Records taken from a collection:

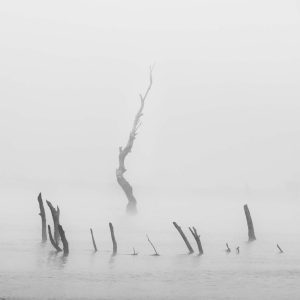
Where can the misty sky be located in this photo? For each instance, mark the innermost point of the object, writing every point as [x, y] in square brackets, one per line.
[223, 111]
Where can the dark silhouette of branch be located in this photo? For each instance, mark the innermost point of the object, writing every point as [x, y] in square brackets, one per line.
[123, 152]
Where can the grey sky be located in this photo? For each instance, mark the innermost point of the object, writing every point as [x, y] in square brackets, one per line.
[223, 111]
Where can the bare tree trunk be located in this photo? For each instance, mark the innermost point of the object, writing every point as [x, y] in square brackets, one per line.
[52, 240]
[184, 237]
[94, 243]
[251, 233]
[112, 233]
[43, 217]
[197, 238]
[125, 185]
[228, 249]
[63, 240]
[156, 253]
[55, 216]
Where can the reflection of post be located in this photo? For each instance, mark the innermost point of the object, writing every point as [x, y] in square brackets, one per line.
[94, 243]
[112, 233]
[63, 240]
[43, 217]
[184, 237]
[251, 233]
[197, 238]
[156, 253]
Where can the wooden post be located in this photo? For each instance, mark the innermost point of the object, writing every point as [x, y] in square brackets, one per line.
[184, 237]
[251, 234]
[281, 251]
[112, 233]
[197, 238]
[63, 240]
[94, 243]
[228, 249]
[43, 217]
[55, 216]
[156, 253]
[52, 240]
[134, 252]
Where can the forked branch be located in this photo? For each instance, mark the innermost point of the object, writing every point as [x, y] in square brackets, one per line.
[123, 152]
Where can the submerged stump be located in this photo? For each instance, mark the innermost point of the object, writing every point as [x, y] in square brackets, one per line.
[63, 240]
[43, 217]
[55, 216]
[112, 233]
[186, 241]
[53, 243]
[94, 243]
[156, 253]
[197, 239]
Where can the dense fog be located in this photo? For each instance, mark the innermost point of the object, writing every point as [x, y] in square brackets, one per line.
[223, 112]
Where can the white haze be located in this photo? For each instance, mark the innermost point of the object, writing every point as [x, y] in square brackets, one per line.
[223, 111]
[220, 128]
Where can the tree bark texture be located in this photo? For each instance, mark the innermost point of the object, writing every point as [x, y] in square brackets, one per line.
[43, 217]
[123, 152]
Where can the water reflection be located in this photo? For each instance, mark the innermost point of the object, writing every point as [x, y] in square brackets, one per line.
[57, 260]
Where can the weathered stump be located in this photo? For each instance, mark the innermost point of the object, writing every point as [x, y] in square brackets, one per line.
[228, 250]
[55, 216]
[112, 233]
[94, 243]
[184, 237]
[43, 217]
[156, 253]
[281, 251]
[63, 240]
[251, 234]
[197, 239]
[52, 240]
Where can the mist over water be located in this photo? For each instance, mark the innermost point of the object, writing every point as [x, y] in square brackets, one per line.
[220, 129]
[33, 270]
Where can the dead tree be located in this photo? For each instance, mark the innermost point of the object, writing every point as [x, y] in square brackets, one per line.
[63, 240]
[55, 216]
[251, 233]
[112, 233]
[156, 253]
[94, 243]
[58, 249]
[197, 239]
[281, 251]
[43, 217]
[125, 185]
[184, 237]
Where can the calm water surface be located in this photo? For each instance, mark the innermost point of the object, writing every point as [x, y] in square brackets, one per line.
[31, 270]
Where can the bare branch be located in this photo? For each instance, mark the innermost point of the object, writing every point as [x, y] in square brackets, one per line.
[123, 152]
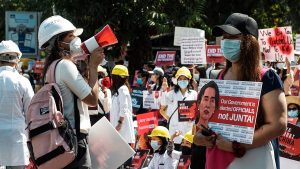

» Aim of the task
Return the lines of the listing verbatim, from the line containing "Where can the water" through the last line of the listing, and leave the pictures out of your answer.

» Task solution
Where can the water reflection be located in this photo? For each instance, mark the innermost point of the object, writing every point as [x, y] in square brackets, one per line.
[57, 260]
Where can the weathered stump be located in this photo? For each instance, mark the innermost point of the object, writing every point as [x, y] in square brackets, one per line.
[228, 250]
[55, 216]
[112, 233]
[94, 243]
[184, 237]
[43, 217]
[156, 253]
[281, 251]
[63, 240]
[251, 234]
[197, 239]
[52, 240]
Where can the mist over water be located in this photo? For each instance, mark the innermost point of the object, writing every point as [x, y] in square brackets, one per line.
[220, 129]
[33, 270]
Where can the dead tree be located in this photo? For each instance, mark the innermost point of the object, writing every point as [x, y] in square brackets, one per line.
[63, 240]
[55, 216]
[251, 233]
[112, 233]
[156, 253]
[94, 243]
[58, 249]
[197, 239]
[281, 251]
[43, 217]
[125, 185]
[184, 237]
Where can the calm water surface be located in this photo? For each instance, mark the innermost point of the object, writing every point as [x, y] in square brackets, one per line.
[31, 270]
Where can the bare branch be located in this photo? For each instance, mark the innermost point of the object, writing every point as [x, y] in square brackets, one per line.
[123, 152]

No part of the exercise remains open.